> **Task input**:

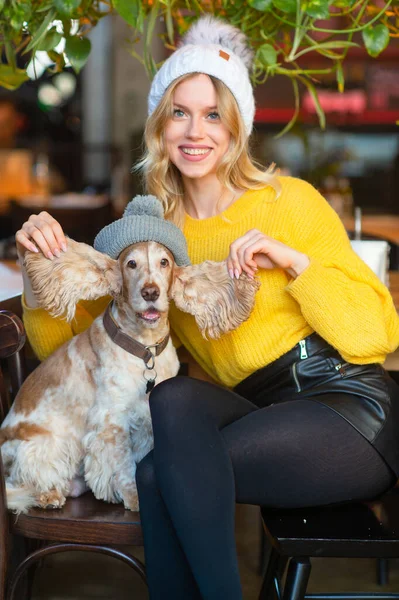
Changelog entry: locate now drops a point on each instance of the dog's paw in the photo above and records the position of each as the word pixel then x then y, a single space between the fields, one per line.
pixel 51 499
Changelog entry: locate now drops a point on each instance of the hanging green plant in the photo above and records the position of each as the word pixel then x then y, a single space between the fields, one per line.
pixel 283 33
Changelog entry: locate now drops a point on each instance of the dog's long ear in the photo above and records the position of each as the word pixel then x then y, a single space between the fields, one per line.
pixel 80 273
pixel 218 302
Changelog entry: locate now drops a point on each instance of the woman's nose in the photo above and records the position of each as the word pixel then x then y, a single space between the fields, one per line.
pixel 195 129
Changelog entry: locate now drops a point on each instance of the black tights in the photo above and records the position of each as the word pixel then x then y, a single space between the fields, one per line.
pixel 214 448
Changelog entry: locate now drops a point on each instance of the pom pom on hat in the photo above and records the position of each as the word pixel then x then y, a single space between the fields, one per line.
pixel 142 221
pixel 214 48
pixel 211 30
pixel 144 205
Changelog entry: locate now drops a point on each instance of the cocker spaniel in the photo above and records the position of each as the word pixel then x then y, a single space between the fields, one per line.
pixel 82 417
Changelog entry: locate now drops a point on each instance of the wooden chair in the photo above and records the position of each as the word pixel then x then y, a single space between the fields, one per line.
pixel 362 530
pixel 81 224
pixel 84 524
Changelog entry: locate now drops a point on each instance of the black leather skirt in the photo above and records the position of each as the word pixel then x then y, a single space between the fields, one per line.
pixel 364 395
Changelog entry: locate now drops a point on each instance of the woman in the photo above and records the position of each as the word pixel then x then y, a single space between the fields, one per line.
pixel 306 415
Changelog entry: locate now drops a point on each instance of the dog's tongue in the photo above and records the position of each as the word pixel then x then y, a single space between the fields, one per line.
pixel 151 314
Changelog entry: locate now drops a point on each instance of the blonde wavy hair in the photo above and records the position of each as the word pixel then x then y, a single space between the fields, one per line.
pixel 237 169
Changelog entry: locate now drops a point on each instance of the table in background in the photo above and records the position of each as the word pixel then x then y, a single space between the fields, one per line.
pixel 383 226
pixel 10 299
pixel 81 216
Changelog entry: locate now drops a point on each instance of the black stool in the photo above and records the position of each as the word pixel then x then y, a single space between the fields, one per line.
pixel 361 530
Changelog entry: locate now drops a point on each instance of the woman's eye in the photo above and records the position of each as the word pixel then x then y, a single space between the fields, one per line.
pixel 178 113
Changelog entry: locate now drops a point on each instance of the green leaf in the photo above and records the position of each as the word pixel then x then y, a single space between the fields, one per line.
pixel 267 55
pixel 324 46
pixel 77 50
pixel 129 10
pixel 41 31
pixel 262 5
pixel 50 40
pixel 317 9
pixel 376 39
pixel 288 6
pixel 66 7
pixel 292 122
pixel 11 78
pixel 340 77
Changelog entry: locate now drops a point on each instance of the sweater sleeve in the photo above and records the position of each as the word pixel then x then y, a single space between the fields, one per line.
pixel 339 295
pixel 46 333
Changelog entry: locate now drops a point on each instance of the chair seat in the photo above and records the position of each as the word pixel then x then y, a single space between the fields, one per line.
pixel 82 519
pixel 361 529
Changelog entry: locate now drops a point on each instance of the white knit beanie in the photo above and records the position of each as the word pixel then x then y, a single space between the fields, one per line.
pixel 215 48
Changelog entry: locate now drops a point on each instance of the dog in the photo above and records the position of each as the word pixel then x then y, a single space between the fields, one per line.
pixel 82 419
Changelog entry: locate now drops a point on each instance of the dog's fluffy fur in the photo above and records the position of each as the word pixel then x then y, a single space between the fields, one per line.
pixel 82 417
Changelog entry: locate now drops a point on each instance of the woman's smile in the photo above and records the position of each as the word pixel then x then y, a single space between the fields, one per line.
pixel 195 153
pixel 195 136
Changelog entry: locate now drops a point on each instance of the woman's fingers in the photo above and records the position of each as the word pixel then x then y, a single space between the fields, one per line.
pixel 241 253
pixel 24 243
pixel 45 232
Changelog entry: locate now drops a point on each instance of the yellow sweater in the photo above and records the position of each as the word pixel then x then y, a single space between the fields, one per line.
pixel 337 295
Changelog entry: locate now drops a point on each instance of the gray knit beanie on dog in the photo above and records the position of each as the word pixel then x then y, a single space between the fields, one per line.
pixel 142 221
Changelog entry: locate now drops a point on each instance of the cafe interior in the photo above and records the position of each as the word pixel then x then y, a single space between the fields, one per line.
pixel 68 142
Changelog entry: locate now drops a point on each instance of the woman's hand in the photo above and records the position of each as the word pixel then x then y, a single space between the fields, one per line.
pixel 41 233
pixel 255 249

> **Requirement**:
The whole listing, pictures excluded, should be output exactly.

> **Written solution**:
Changelog entry: locate now drops a point on each instance of the dog's paw in the photo above and records the position of each as the word pixel then x then y, a single space between the fields, one per line.
pixel 51 499
Changelog entry: locate now drops a point on each instance of the hanging green plant in the photo above and records the position of each as the word pixel then x then y, a single space between the fields, one per line.
pixel 283 33
Changelog entry: locate now drops a point on each instance of the dog's long ear in the photo above and records the position of each as the word pixel then x then y, a single space between the fields, one per line.
pixel 80 273
pixel 218 302
Changelog entry: locate now drops a point on each instance of the woman's nose in the photo above and records the position of each as the word pixel then x then y, a single space between the fields, one per line.
pixel 195 129
Changelog entry: locate now drops a point on each instance of the black tights in the photo above and records the position of each as the word pixel then x then y, a single space between the fields, one per line.
pixel 214 448
Changelog entry: locate now drops a point on each instance of the pom pom on hat in the photo above and records the position of each as the word pixel then x then y, a single space between the fields, one per line.
pixel 142 221
pixel 214 48
pixel 211 30
pixel 144 205
Changelog entry: locate now drops a point on each instance of the cocker spaniel in the photo above and records the position of each as the word pixel then x then y, a single space between the fields, one per line.
pixel 82 417
Changelog entry: locate now drops a point on each instance of the wooden chair in the photo above and records the position of each as the word pixel then x then y, a single space between the fields, one per line.
pixel 362 530
pixel 81 224
pixel 84 524
Changelog entry: locate now drops a point on each instance of the black leather skirt in the photo above and records the position of each as the word pixel then x then y, a single space between the fields, one per line.
pixel 364 395
Changelog entry: locate now drops a point on each instance of the woman in the photo above and records the position of each as the word pixel then x then y, a single space between the fields, one per line.
pixel 306 415
Changelog entry: locate now drops a point on each instance of the dog's tongue in the photo above and records the position of each as the word pixel then x then y, a single space between the fields, one per line.
pixel 151 314
Changelog entry: locate now drops a point on each instance of the blonde wavy hair in the photo above and records the position of each as the word pixel then x then y, a single space between the fields, one per line.
pixel 237 169
Changelog entry: locate now drops a point on each instance of the table in background in the photo above and records the position of each as the word pixel then x then y, a single space between the fields, one per line.
pixel 383 226
pixel 10 299
pixel 81 216
Changelog entry: locate now drops a point on each instance of the black stool in the photo above and records the position of each as the word pixel then x then y, a single space between the fields, one per line.
pixel 361 530
Changelog entry: locate now drops a point on each instance of the woman's eye in the photo above and records the position of each as the word pixel then x then y, a single space between the fields, one per line.
pixel 178 113
Changelog entry: locate now drops a point on each instance of the green leaf in the photo above and records the position of each as the word pixel then x then y, a single space between the fields, one per line.
pixel 267 55
pixel 324 46
pixel 77 50
pixel 129 10
pixel 41 31
pixel 262 5
pixel 50 40
pixel 317 9
pixel 376 39
pixel 288 6
pixel 66 7
pixel 292 122
pixel 11 78
pixel 340 77
Changelog entry: locate now drops a point on each instance of the sweater sleeve in the photo above and records the position of each as the word pixel then x then y, a single space between the fields, one per line.
pixel 339 295
pixel 46 333
Changelog entry: locate now drops a point on each instance of the chair seat in the photo above and records the position of each as the word pixel then x then y, a single space between the fields, one per line.
pixel 82 519
pixel 361 529
Changelog entry: locate now drops a point on each instance of the white knit beanie in the photo above and records the position of each as the word pixel then x then y, a single space between the fields, one per line.
pixel 215 48
Changelog entry: locate now drops a point on each instance of the dog in the photo above and records the position of each as the word pixel then x then y, a single space between the fields, one per line.
pixel 82 419
Changelog entry: locate now drops a point on each instance of the dog's fluffy fur in the photo above and records the position of each as the word pixel then x then y, a single space between the fields, one per line.
pixel 82 417
Changelog entry: locate now drops a point on each instance of the woman's smile in the photo above and records the position of each as the word pixel then x then y, a single space between the fields, one per line.
pixel 195 153
pixel 195 136
Changelog entry: locate now drops a point on each instance of the woman's fingers in the photo above and records the position of each as the word pixel then x then y, a single space between the fields, one per line.
pixel 241 253
pixel 24 243
pixel 45 232
Changelog entry: locate now drops a point on each instance of the yellow sweater in the photo above and records the position of each as the word pixel then x then y, a single space between the fields, one per line.
pixel 337 295
Changelog entry: locate now drops a point on each instance of the gray knit beanie on dog in the photo above and records the position of each as the word pixel then x then y, a single space between the fields, one per line.
pixel 142 221
Changelog entry: locate now drops a point on each instance of the cafe interior in the photo above and records the position of each as the word pixel then x then y, a single space between the fields, one per line.
pixel 68 142
Changelog entry: locate now drops a point on each instance of the woman's hand in the photo above and records the position of each as the word pixel then x then y, a single space between the fields, one per line.
pixel 41 233
pixel 255 249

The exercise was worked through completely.